- [WORK TASK] The required output is every entry below, copied exactly.

- [SOURCE DATA]
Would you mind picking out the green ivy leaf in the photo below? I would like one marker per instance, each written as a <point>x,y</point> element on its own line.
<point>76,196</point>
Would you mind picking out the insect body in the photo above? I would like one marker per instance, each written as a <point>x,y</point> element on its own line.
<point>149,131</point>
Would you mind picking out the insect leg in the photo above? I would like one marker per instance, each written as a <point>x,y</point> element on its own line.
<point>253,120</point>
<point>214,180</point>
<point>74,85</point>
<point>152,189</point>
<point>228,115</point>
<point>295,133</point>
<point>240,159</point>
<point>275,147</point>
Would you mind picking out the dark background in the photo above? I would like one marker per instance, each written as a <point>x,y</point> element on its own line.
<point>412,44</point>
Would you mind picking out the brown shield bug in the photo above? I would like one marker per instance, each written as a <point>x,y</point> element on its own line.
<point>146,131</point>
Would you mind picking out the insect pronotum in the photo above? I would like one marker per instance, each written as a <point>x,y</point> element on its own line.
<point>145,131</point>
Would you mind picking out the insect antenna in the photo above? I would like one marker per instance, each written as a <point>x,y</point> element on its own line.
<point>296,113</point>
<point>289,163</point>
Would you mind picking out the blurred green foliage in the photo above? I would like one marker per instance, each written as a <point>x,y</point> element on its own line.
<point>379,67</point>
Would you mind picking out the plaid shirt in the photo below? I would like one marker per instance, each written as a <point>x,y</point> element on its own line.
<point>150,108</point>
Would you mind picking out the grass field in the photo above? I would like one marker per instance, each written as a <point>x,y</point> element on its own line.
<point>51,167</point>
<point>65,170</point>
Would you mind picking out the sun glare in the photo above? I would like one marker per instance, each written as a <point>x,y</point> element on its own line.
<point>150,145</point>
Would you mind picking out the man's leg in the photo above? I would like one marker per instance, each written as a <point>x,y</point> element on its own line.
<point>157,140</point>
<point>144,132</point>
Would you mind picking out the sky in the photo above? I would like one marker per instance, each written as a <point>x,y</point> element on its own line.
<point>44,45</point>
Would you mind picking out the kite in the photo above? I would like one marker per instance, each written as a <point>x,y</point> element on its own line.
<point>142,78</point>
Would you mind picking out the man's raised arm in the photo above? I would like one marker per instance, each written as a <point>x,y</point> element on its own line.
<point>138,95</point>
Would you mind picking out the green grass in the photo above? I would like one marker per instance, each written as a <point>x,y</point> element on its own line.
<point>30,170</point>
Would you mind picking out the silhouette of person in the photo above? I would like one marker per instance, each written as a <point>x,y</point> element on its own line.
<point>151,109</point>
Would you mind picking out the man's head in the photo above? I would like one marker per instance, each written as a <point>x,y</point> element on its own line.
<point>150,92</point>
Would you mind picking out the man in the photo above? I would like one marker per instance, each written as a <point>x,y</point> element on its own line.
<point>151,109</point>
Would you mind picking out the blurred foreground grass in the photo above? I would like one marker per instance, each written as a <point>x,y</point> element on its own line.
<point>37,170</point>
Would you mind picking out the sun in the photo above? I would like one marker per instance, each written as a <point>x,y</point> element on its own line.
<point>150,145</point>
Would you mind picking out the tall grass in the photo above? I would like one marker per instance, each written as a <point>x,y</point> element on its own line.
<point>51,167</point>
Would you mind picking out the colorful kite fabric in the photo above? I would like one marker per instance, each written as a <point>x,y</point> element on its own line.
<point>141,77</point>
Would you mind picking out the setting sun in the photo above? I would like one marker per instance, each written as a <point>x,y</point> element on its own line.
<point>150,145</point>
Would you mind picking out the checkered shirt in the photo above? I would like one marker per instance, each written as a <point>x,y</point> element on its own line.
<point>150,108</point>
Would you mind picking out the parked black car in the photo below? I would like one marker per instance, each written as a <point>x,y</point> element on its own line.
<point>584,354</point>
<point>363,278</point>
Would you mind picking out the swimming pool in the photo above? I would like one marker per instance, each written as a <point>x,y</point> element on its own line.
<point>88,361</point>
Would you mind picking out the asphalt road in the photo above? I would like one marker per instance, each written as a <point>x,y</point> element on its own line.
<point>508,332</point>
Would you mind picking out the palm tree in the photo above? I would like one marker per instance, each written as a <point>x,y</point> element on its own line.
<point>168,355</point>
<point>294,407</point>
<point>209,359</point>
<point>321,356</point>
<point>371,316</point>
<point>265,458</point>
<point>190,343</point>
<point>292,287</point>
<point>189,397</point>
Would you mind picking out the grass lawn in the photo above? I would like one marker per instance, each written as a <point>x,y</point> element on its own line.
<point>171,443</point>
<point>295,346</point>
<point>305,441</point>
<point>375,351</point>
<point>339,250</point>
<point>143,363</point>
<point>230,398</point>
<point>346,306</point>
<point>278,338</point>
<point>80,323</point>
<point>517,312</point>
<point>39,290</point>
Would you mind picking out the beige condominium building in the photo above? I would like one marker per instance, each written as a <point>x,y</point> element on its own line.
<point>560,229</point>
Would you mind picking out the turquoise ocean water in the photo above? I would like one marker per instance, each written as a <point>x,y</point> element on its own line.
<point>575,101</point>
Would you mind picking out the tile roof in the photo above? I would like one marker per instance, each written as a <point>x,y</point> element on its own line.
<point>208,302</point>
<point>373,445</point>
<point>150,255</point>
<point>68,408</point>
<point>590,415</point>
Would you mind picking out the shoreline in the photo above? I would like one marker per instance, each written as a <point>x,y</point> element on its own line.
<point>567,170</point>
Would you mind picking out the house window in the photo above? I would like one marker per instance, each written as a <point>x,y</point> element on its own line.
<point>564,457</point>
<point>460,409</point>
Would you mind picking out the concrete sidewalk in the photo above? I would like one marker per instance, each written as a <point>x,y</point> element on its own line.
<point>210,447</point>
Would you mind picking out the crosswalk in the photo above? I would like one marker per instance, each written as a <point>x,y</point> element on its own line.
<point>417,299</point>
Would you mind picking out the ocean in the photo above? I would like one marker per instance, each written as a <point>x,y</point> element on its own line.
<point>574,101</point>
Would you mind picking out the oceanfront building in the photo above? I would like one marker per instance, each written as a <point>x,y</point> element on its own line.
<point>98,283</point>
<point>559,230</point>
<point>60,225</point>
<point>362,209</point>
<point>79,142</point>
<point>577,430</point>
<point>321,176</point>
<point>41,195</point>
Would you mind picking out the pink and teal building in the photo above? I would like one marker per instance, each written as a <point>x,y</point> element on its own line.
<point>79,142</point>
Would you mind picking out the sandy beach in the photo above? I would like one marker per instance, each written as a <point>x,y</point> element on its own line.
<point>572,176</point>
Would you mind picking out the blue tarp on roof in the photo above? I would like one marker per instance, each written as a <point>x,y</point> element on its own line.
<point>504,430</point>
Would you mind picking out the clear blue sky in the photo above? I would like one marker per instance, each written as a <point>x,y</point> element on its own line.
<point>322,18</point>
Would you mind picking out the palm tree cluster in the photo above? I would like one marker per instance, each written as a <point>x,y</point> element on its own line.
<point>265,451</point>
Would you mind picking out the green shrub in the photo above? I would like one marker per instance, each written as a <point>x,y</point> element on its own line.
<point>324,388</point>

- [RESULT OF THIS EXERCISE]
Would you mind picking out the green ivy leaf in the photo below? I would like one marker per instance, each written as a <point>x,y</point> element on its own line.
<point>76,196</point>
Would you mind picking out the insect body in the photo above? I would like one marker per instance, each written as a <point>x,y</point> element on its own line.
<point>149,131</point>
Would you mind picking out the insect leg in the photo above? I would like one marker per instance, each written as a <point>x,y</point> element on its own line.
<point>253,120</point>
<point>214,180</point>
<point>74,85</point>
<point>152,189</point>
<point>228,115</point>
<point>295,133</point>
<point>240,159</point>
<point>275,147</point>
Would you mind picking out the dark background in the photo above? I would like one marker per instance, each written as a <point>x,y</point> element on its own line.
<point>412,44</point>
Would you mind picking out the brown shield bug in the photo above? I would like one marker per instance, each written as a <point>x,y</point> element on its own line.
<point>146,131</point>
Would you mind picking out the insect pronotum in the photo above? I would like one marker per instance, each written as a <point>x,y</point> element on its own line.
<point>145,131</point>
Would you mind picking out the insect antenna in the photo above? I would like one marker per instance, each written as a <point>x,y</point> element on its own line.
<point>296,113</point>
<point>289,163</point>
Would you mind picking out the blurred green foliage in the photo above? I would like one marker per instance, each written as a <point>x,y</point> element on its own line.
<point>379,67</point>
Would you mind picking out the plaid shirt in the photo below? I would like one marker per instance, each written as a <point>x,y</point> element on its own line.
<point>150,108</point>
Would you mind picking out the grass field in the photo above? I would like one marker per instance, each written as a <point>x,y</point> element on its own line.
<point>51,167</point>
<point>65,170</point>
Would you mind picking out the sun glare in the photo above? I would like one marker per instance, each written as a <point>x,y</point> element on its own line.
<point>150,145</point>
Would you mind picking out the man's leg in the photo above? I would like one marker per instance, each written as a <point>x,y</point> element on its own line.
<point>157,140</point>
<point>144,132</point>
Would you mind picking out the sky in the photo above? I would like one marker per instance, each written as a <point>x,y</point> element on its own line.
<point>44,45</point>
Would you mind picking out the kite in the photo above? I would like one marker per instance, each written as a <point>x,y</point> element on its own line.
<point>142,78</point>
Would you mind picking out the man's raised arm in the photo above? I would like one marker per instance, each written as a <point>x,y</point> element on its own line.
<point>138,95</point>
Would you mind picking out the green grass in the photo above? I would like one marker per instance, each written as a <point>x,y</point> element on its own line.
<point>30,170</point>
Would you mind picking out the silhouette of person in the photo above? I would like one marker per instance, each written as a <point>x,y</point> element on its own line.
<point>151,109</point>
Would you mind picking out the man's head in the photo above? I would like one marker per instance, each written as a <point>x,y</point> element on its own line.
<point>150,92</point>
Would you mind picking out the man in the photo above? I would like one marker per instance, each written as a <point>x,y</point> element on its own line.
<point>151,109</point>
Would you mind picking out the blurred foreground grass in the photo above? I would like one marker per instance, each written as a <point>x,y</point> element on its own line.
<point>37,170</point>
Would you mind picking out the sun in the photo above? I would like one marker per instance, each written as a <point>x,y</point> element on its own line.
<point>150,145</point>
Would you mind picking out the tall grass in the photo above? I would like one marker per instance, each written as a <point>x,y</point> element on its own line.
<point>51,167</point>
Would you mind picking out the colorful kite fabric in the photo above? I would like one marker per instance, each written as a <point>x,y</point> element on its own line.
<point>141,77</point>
Would you mind picking out the setting sun in the photo above? I would like one marker per instance, each written as a <point>x,y</point> element on its own line.
<point>150,145</point>
Would you mind picking out the checkered shirt in the photo above? I would like one marker per instance, each written as a <point>x,y</point> element on its own line.
<point>150,108</point>
Would you mind picking out the parked black car in the photo below? I would like one marker per instance, each written as a <point>x,y</point> element on its own line.
<point>584,354</point>
<point>363,278</point>
Would you mind picking out the swimming pool in the photo above? I would like one marker per instance, each written as a <point>x,y</point> element on its own line.
<point>88,361</point>
Would you mind picking out the asphalt road in the photo above? I would like one marker per instance, each written as a <point>x,y</point> element on its own line.
<point>508,332</point>
Would you mind picking out the palm tree in the photo above? I would like one marker per instance, each written as a <point>x,y</point> element on its own line.
<point>168,355</point>
<point>294,407</point>
<point>209,359</point>
<point>321,356</point>
<point>371,316</point>
<point>265,458</point>
<point>190,343</point>
<point>292,287</point>
<point>189,397</point>
Would you mind picking out the grass lawn in the photo above? I would like one marker per instance, each written as a <point>x,y</point> element on its own line.
<point>171,443</point>
<point>295,346</point>
<point>305,441</point>
<point>375,351</point>
<point>339,250</point>
<point>143,363</point>
<point>230,398</point>
<point>346,306</point>
<point>278,338</point>
<point>80,323</point>
<point>517,312</point>
<point>39,290</point>
Would you mind picking out the beige condominium building in the photo above? I would like one marker per instance, each written as a <point>x,y</point> element on its own line.
<point>560,229</point>
Would you mind picking out the turquoise ocean water in the photo above? I would like one marker per instance, each written as a <point>x,y</point> element on its own line.
<point>575,101</point>
Would you mind picking out the tile roof in the photo above? I would like one marker per instance, each written as a <point>x,y</point> element on its own line.
<point>208,302</point>
<point>373,445</point>
<point>150,255</point>
<point>68,408</point>
<point>590,415</point>
Would you mind picking out the shoreline in the photo above? I would like one marker per instance, each written as a <point>x,y</point> element on its own line.
<point>567,170</point>
Would you mind picking out the house window in the photo above? I would like one marker per instance, each written as a <point>x,y</point> element on its own line.
<point>564,457</point>
<point>460,409</point>
Would you mind picking out the concrete sidewalk in the photo above? I would like one marker per instance, each written as a <point>x,y</point> element on its own line.
<point>210,447</point>
Would you mind picking out the crosswalk in the photo above? I would like one marker per instance, each written as a <point>x,y</point> element on its own line.
<point>417,299</point>
Would you mind picking out the ocean in the photo above? I would like one marker per instance, each written as a <point>x,y</point> element on its own line.
<point>574,101</point>
Would you mind picking out the oceanfront building in the photo above? I would like one marker per instance, each written as a <point>x,y</point> element on its own line.
<point>98,283</point>
<point>559,230</point>
<point>60,225</point>
<point>362,209</point>
<point>79,142</point>
<point>577,430</point>
<point>321,176</point>
<point>41,195</point>
Would you mind picking out the pink and teal building in the photo above? I would like one marker per instance, each written as a <point>x,y</point> element on its own line.
<point>79,142</point>
Would you mind picking out the sandy beach in the photo above? I would like one marker per instance, each written as a <point>x,y</point> element on its own line.
<point>572,176</point>
Would you mind picking out the blue tarp on roof in the photo above? I would like one marker per instance, each written as a <point>x,y</point> element on its own line.
<point>504,430</point>
Would you mind picking out the clear blue sky in the photo above? I would like one marker per instance, each written as a <point>x,y</point> element on its own line.
<point>322,18</point>
Would you mind picking out the palm tree cluster in the photo above? I would like one marker per instance, each written as a <point>x,y</point> element on its own line.
<point>265,451</point>
Would you mind picking out the green shrub in the photo above? I would like one marker per instance, each written as a <point>x,y</point> element on its own line.
<point>324,388</point>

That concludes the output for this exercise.